ПРОВЕРЬТЕ ПОНИМАНИЕ –
A. Ответьте на вопросы по тексту о надежде и свободе человека.
(i) Какие слова апостола Павла приводятся в тексте?
(ii) Что, согласно тексту, раньше не задумывались делать с определенными текстами?
(iii) С кем в тексте сравниваются люди, которые без надежды начинают бессмысленно протестовать?
B. Допишите текст о надежде и свободе человека, продолжив его сразу после последнего предложения.
#### ТЕКСТ ДЛЯ РАЗБОРА ####
Епископ Ф. Журдан: Проще ответить, как интерпретировать конфликт, чем как его преодолеть. Апостол Павел говорил: «Все мы дети Божии» - и это единство человеческой сущности означает, что все мы должны уважать друг друга и любить со всеми недостатками и слабостями. На мой взгляд, в результате произошедшего появилось нечто позитивное. Раньше казалось, что эстонский народ живет - и это справедливо - с надеждой на то, что государство восстановлено, открылись возможности, каких раньше не было, и можно создавать свое общество без всяких указаний извне, но при этом забывает или не осознает, что часть населения живет без этой надежды, без ощущения того, что тоже участвует в строительстве общества. По-моему, теперь больше говорят об этой проблеме, я вижу это, например, на уровне экуменической церковной деятельности. Раньше мы просто не задумывались, что определенные тексты надо перевести и на русский язык, а сейчас то и дело возникает вопрос о том, что ту или иную информацию следует осветить в русских массмедиа. И это хорошо, поскольку, если о проблеме говорят, тем самым уже ее решают. Да, мы живем с надеждой, действуем во имя ее осуществления, но мы должны видеть и тех, кто живет без надежды, а потому крайне уязвимы, поддаются влиянию извне. Человек нуждается в надежде, иначе он начинает отрицать, протестовать бессмысленным образом, примерно так же, как неуверенные в себе подростки, шокирующие окружающих внешним видом. Что же касается рецептов, я думаю, что правильный подход к надежде - это не только открытие религиозного измерения человека, но и осознание его свободы, понимание того, что общество не может все предопределить. Пусть кто-то не говорит по-эстонски, или у него нет семьи, или он не справляется с жизнью, но он в любом случае свободен, чтобы выстраивать свою жизнь, он не игрушка общества. И христианская вера подчеркивает эту свободу, в то время как идеологии XX века иногда чрезмерно рациональны и заставляют человека думать, что он не может изменить свою судьбу, вынуждая тем самым менять ее негативным путем. Конечно, церковь может дать много для осознания человеческой свободы, но нужно помнить, что ее влияние как социального института ограниченно, ее власть в том, что идет от веры, в том, что она дает душе и сердцу конкретного человека, а не обществу как таковому.
#### ФРАГМЕНТ ДАННЫХ ####
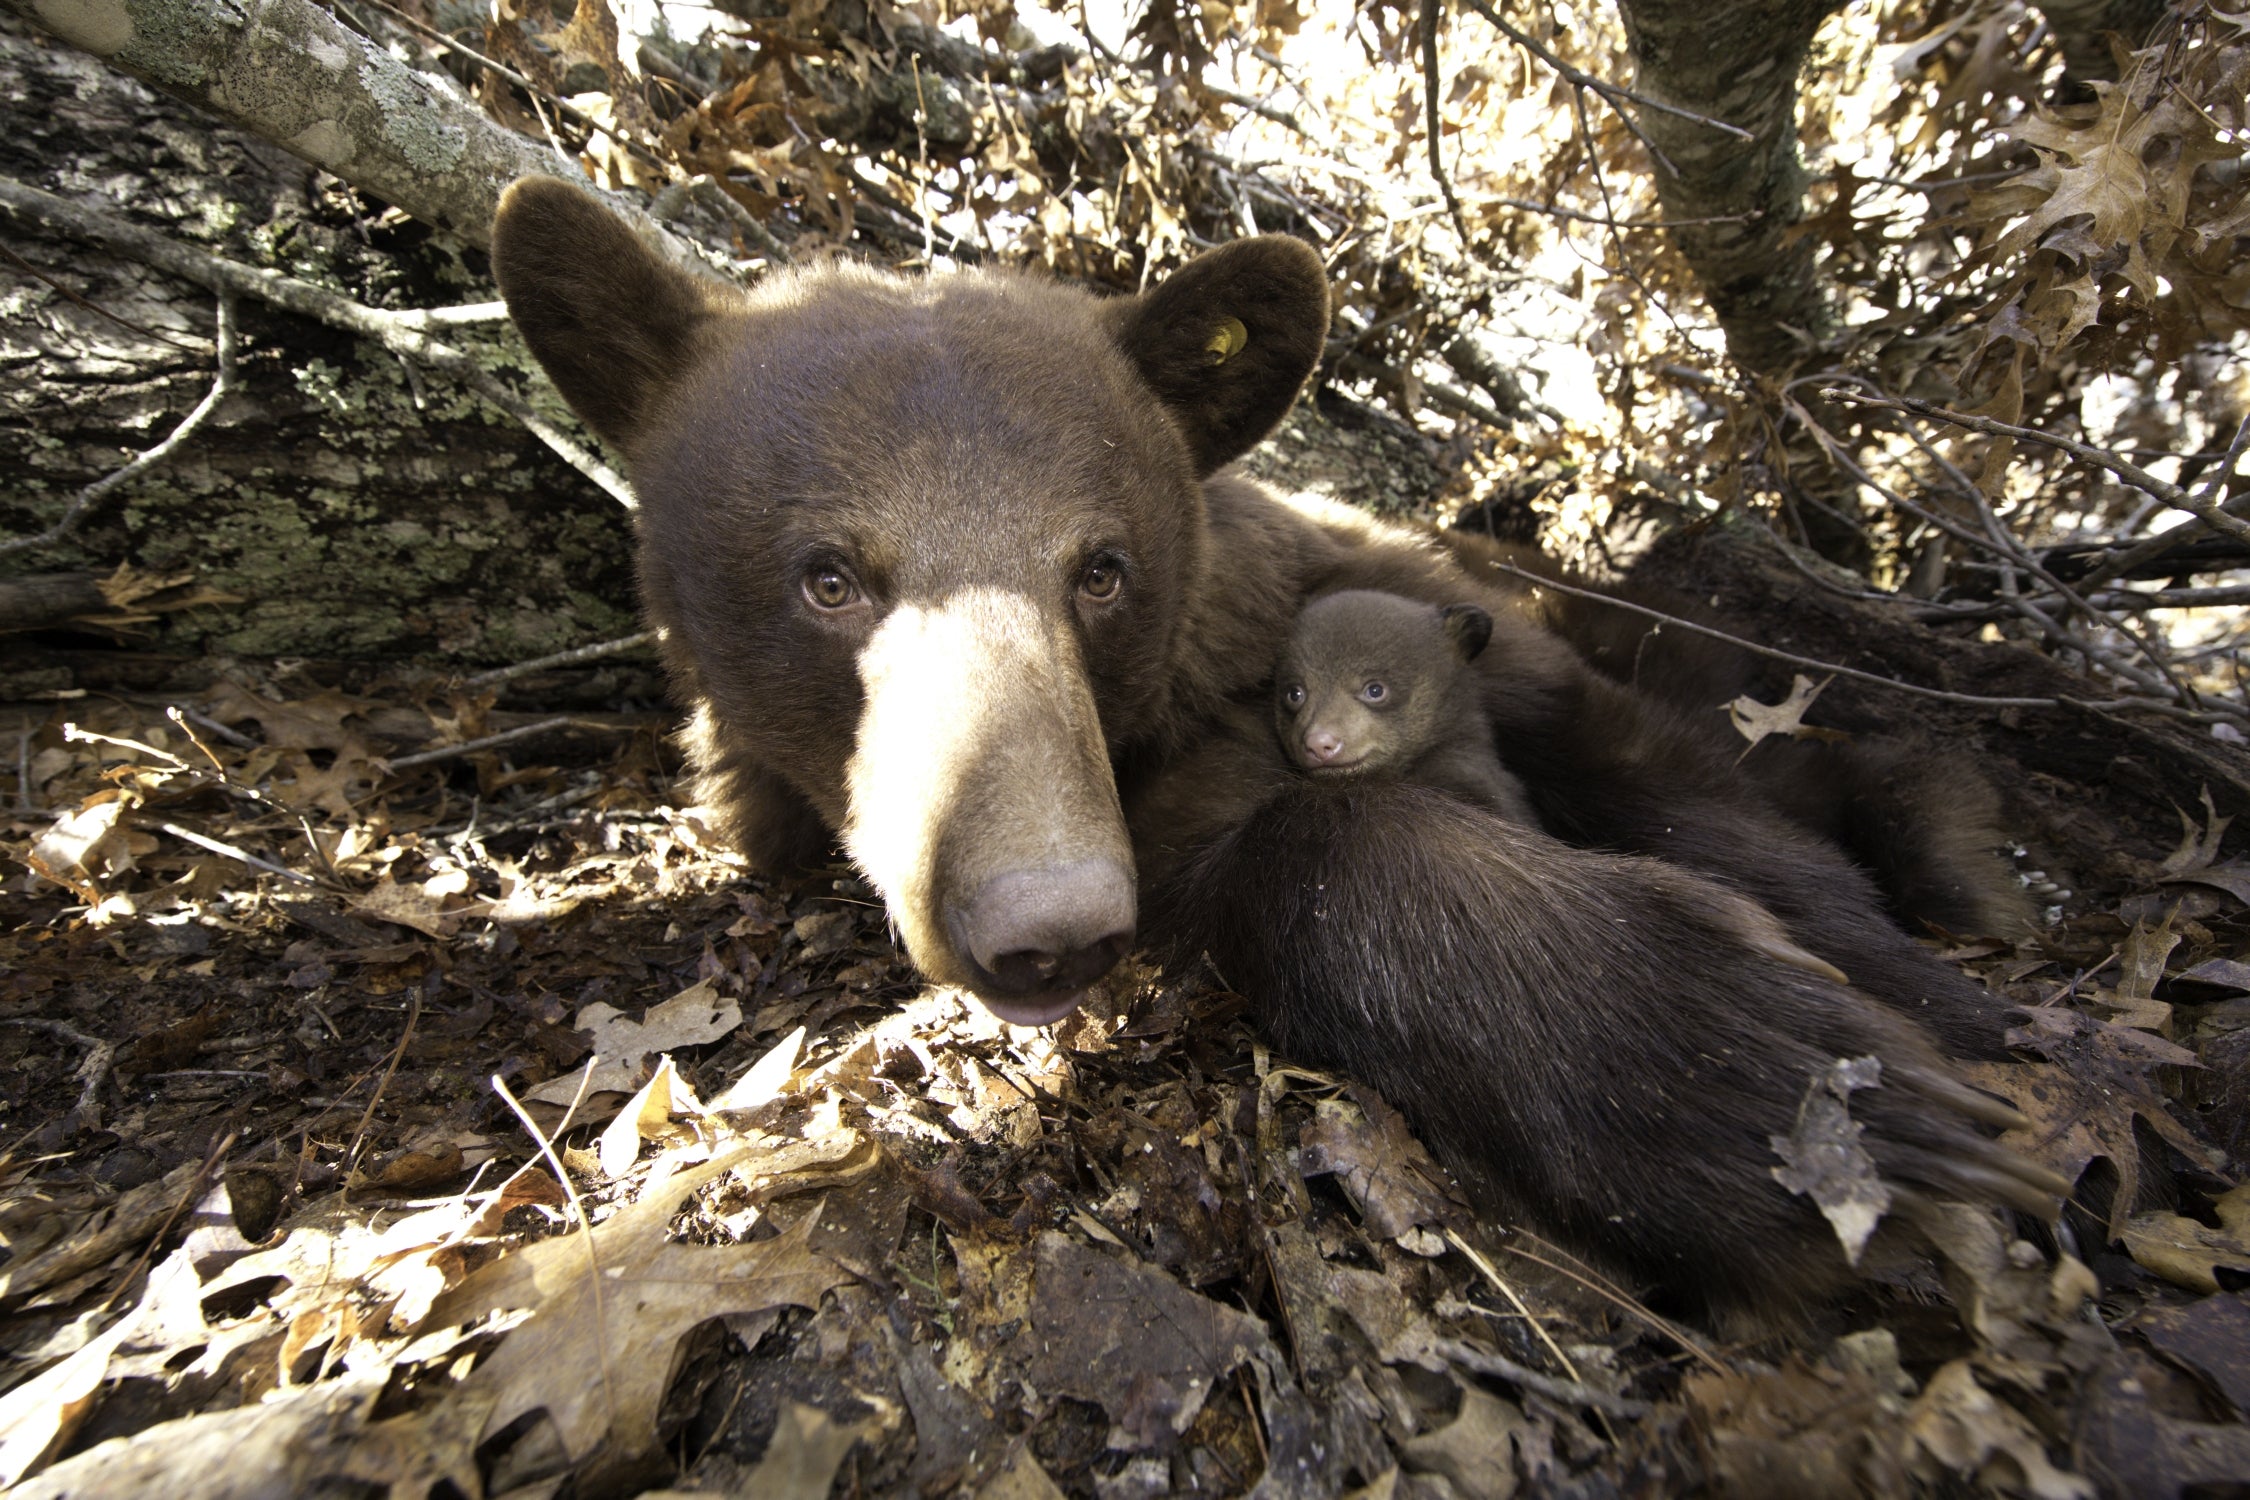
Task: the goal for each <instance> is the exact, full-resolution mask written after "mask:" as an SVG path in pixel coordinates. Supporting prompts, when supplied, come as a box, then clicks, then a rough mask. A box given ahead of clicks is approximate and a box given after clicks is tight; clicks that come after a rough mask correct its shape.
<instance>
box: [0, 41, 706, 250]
mask: <svg viewBox="0 0 2250 1500" xmlns="http://www.w3.org/2000/svg"><path fill="white" fill-rule="evenodd" d="M0 4H4V7H7V9H11V11H16V13H18V16H22V18H25V20H27V22H31V25H34V27H40V29H43V31H52V34H56V36H61V38H63V40H65V43H70V45H74V47H83V49H86V52H92V54H95V56H99V58H104V61H106V63H110V65H113V67H119V70H124V72H128V74H133V76H135V79H140V81H142V83H146V85H151V88H155V90H162V92H169V94H173V97H176V99H185V101H187V103H194V106H198V108H203V110H212V112H214V115H218V117H221V119H225V121H227V124H232V126H239V128H243V130H250V133H252V135H259V137H263V139H270V142H275V144H279V146H281V148H284V151H290V153H295V155H299V157H304V160H306V162H313V166H319V169H322V171H333V173H335V175H337V178H342V180H344V182H351V184H353V187H360V189H367V191H369V193H373V196H376V198H382V200H385V202H391V205H398V207H400V209H405V211H407V214H412V216H414V218H418V220H423V223H427V225H436V227H439V229H452V232H454V234H459V236H461V238H466V241H468V243H472V245H486V243H488V241H490V232H493V209H495V207H497V205H499V193H502V189H506V187H508V182H513V180H515V178H524V175H571V173H569V171H567V164H560V162H556V157H553V155H551V153H547V151H542V148H540V146H538V144H533V142H529V139H524V137H522V135H515V133H513V130H508V128H504V126H499V124H495V121H493V119H488V117H486V115H484V112H481V110H479V108H477V106H475V103H470V101H468V99H463V97H459V92H457V90H448V88H441V85H439V83H434V81H432V79H430V74H423V72H416V70H412V67H407V65H405V63H400V61H398V58H394V56H391V54H389V52H385V49H382V47H380V45H376V43H371V40H369V38H364V36H360V34H358V31H353V29H351V27H346V25H344V22H340V20H337V18H335V16H331V13H328V11H326V9H322V7H319V4H315V2H313V0H261V2H259V4H194V7H189V11H187V13H191V16H194V25H187V22H185V20H182V16H185V13H182V11H180V9H176V7H173V4H171V2H169V0H104V2H101V4H92V2H88V0H0ZM311 58H322V63H319V65H317V67H315V65H306V63H308V61H311ZM558 169H560V171H558ZM578 187H583V189H587V191H598V189H594V184H589V182H585V180H583V178H580V182H578ZM601 198H603V200H605V202H610V207H612V209H616V211H619V216H623V218H625V223H630V225H632V227H634V232H637V234H641V238H646V241H648V243H650V247H655V250H657V252H659V254H664V256H666V259H670V261H677V263H679V265H695V268H700V270H709V268H704V265H702V259H700V256H697V254H695V252H691V250H688V247H686V245H684V243H682V241H679V238H675V236H673V234H670V232H666V229H664V227H661V225H657V223H655V220H650V218H648V216H646V214H643V211H641V209H639V205H634V202H632V200H630V198H623V196H619V193H601Z"/></svg>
####
ОТВЕТЫ –
A.
(i) «Все мы дети Божии».
(ii) Переводить их и на русский язык.
(iii) С неуверенными в себе подростками, которые шокируют окружающих внешним видом.

B.
Профессор Р. Ветик: Интересно сравнить рецепт церкви и рецепт социологов при ответе на вопрос, как совместить в жизни эстонского общества конфликтные надежды представителей разных национальностей. Христианство предлагает исходить из того, что люди едины по своей сущности, вне зависимости от национальности, обладая и повседневными надеждами и экзистенциальной. Для социолога все сложнее: есть эстонцы, есть русские, среди которых, в свою очередь, выделяются группы, которые можно назвать радикальными и умеренными. И вот типичный рецепт ученого: если умеренные группы с обеих сторон сумеют договориться между собой, а в истории много примеров того, что это возможно, то удастся выработать выигрышную стратегию для всего общества, поскольку умеренные группы лучше представляют его общие интересы и могут лучше провести их в политику. В какой-то мере рецепты христианской церкви и социологии дополняют друг друга: если христиане больше обращают внимание на человеческую природу, то социологи говорят, что этнические конфликты больше связаны с общественными проблемами, например, зачастую дефицит ресурсов или рабочих мест провоцирует конфликты в обществе, приобретающие этническую окраску.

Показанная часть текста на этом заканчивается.